● Задание 1: Из чего, по гипотезе Десмонда Морриса в фрагменте о смехе, развился смех?
● Задание 2: Перепишите часть фрагмента о смехе, начиная со слов «Сигналы тревоги в» и заканчивая словами «сигналы такого строя.», заменив «тетеревятник» на «ястреб».

● Фрагмент страницы:
◇ ◇ ◇
Ян Линдблад - ЧЕЛОВЕК– ты, я и первозданный
Сказано – сделано, обезьяна по всем правилам искусства привязывает ягуара к дереву, после чего вооружается палкой.
– А теперь получай обещанную взбучку!
Все индейцы макуси знают эти сказки и от души смеются над незадачливым ягуаром.
А я воспользуюсь случаем, отклонясь от темы, задать себе вопрос: «Что такое смех, этот присущий человеку странный звук?»
У Десмонда Морриса готова собственная гипотеза. Он считает, что «смех развился из плача». Дескать, все начинается у ребенка в «своеобразной противоречивой ситуации» из-за неких «двойственных сигналов» матери, призванных отчасти напугать (!) дитя, отчасти успокоить его. Дескать, есть «опасность, но не такая уж большая» (??!). «В результате ребенок реагирует булькающим звуком, соединяющим плач и радость узнавания матери. Эта магическая комбинация становится смехом…»
На мой взгляд, это несерьезное теоретизирование.
Рассмотрим для начала, так сказать, внешнюю сторону вопроса, физические характеристики смеха.
Что такое смех? Прерывистые горловые звуки, вызываемые короткими выдыхательными движениями. Верно?
Могу поручиться, что, если ты, подкравшись к кому-то, вдруг схватишь его (или ее) за плечи, чаще всего последует испуганная реакция в виде «короткого выдыхательного движения», этакое «Ха!». Если спугнуть самого крупного южноамериканского грызуна – капибару, он совсем по-человечески издаст такое же отрывистое «Ха!». При серьезной опасности последует целая очередь этих горловых звуков.
Сигналы тревоги в животном мире почти всегда представляют собой серию быстро повторяющихся звучаний. Яркий пример – птицы. Завидев приближающегося человека, тетеревятник мечется вокруг гнезда, крича стаккато: «Гиг-гиг-гиг-гиг-гиг!» Нечто в этом роде кричат и другие хищные птицы. Вообще, у многих птиц есть присущие каждому виду сигналы такого строя.
Прерывистые горловые звуки издают при опасности и многие млекопитающие. Длинные серии сигналов тревоги испускают преследуемые зебры. Кстати, в ту самую минуту, когда пишутся эти строки, я слышу резкие трели испуганной цейлонской пальмовой белки. Во время вылазок в здешних лесах сразу могу по повторяющимся четырехсложным крикам «Ах-ха, ах-ха!» определить, где лангуры обнаружили леопарда. Частота возбужденных криков шимпанзе безошибочно выдает их настроение.
Вернемся, все же, к человеку: каково происхождение смеха, этого странного, почти лающего звука? Вероятно, все началось как раз с сигнала тревоги.
◇ ◇ ◇
● Записи данных:
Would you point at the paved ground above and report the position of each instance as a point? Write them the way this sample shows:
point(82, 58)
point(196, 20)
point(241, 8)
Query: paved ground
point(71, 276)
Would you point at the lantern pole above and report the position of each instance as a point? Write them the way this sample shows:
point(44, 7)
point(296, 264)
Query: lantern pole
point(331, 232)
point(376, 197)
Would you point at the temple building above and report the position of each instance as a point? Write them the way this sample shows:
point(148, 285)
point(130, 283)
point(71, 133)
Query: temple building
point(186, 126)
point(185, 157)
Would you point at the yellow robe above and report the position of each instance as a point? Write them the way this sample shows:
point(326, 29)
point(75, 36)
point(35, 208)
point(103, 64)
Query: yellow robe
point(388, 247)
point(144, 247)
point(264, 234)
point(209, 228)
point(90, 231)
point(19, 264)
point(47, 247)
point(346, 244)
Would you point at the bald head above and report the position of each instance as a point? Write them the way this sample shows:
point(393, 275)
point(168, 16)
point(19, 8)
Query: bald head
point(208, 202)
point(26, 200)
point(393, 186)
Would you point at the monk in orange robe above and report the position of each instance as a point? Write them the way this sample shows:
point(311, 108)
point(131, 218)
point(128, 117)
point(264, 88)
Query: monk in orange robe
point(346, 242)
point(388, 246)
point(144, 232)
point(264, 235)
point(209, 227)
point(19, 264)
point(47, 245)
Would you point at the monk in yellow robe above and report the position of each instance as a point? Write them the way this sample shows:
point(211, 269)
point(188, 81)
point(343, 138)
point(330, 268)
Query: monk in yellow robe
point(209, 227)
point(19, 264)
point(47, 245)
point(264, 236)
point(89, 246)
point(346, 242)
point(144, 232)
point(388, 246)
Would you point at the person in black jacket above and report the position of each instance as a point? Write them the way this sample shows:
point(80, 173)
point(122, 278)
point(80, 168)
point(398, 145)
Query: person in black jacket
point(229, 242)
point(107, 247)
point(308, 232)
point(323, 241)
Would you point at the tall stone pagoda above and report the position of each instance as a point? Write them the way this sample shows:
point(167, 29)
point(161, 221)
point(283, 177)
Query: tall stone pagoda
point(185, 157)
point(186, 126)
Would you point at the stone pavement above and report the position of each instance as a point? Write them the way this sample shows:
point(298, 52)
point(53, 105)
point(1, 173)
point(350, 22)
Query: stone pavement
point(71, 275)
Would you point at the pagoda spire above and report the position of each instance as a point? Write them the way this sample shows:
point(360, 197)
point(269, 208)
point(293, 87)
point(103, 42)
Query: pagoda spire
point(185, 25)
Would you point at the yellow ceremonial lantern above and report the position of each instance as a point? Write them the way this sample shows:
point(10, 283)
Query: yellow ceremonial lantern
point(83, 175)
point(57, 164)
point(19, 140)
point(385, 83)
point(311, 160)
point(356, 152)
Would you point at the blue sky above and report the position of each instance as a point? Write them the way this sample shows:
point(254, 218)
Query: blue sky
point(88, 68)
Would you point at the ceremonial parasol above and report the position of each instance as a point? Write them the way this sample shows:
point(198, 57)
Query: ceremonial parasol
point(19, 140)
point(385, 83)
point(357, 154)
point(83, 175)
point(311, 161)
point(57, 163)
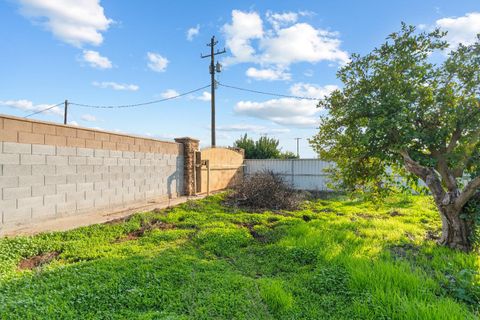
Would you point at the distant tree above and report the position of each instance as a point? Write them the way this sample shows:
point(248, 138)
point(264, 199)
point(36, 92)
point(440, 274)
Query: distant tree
point(263, 148)
point(401, 110)
point(247, 144)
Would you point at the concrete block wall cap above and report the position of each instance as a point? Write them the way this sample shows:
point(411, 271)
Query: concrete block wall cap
point(61, 125)
point(186, 138)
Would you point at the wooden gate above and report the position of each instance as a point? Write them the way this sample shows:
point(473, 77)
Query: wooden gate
point(218, 169)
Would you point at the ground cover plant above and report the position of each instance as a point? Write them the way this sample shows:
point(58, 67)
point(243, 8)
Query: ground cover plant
point(334, 258)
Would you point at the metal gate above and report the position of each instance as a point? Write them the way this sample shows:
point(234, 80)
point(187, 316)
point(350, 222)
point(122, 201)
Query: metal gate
point(217, 169)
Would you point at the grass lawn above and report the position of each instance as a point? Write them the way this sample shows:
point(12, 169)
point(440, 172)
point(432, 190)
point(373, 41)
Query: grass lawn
point(334, 259)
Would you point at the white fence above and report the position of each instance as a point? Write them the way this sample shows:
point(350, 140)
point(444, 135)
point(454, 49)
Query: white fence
point(302, 174)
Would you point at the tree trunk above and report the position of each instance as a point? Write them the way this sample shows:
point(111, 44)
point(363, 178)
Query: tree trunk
◇ ◇ ◇
● Полный ответ 1: Из плача.

● Полный ответ 2:
Сигналы тревоги в животном мире почти всегда представляют собой серию быстро повторяющихся звучаний. Яркий пример – птицы. Завидев приближающегося человека, ястреб мечется вокруг гнезда, крича стаккато: «Гиг-гиг-гиг-гиг-гиг!» Нечто в этом роде кричат и другие хищные птицы. Вообще, у многих птиц есть присущие каждому виду сигналы такого строя.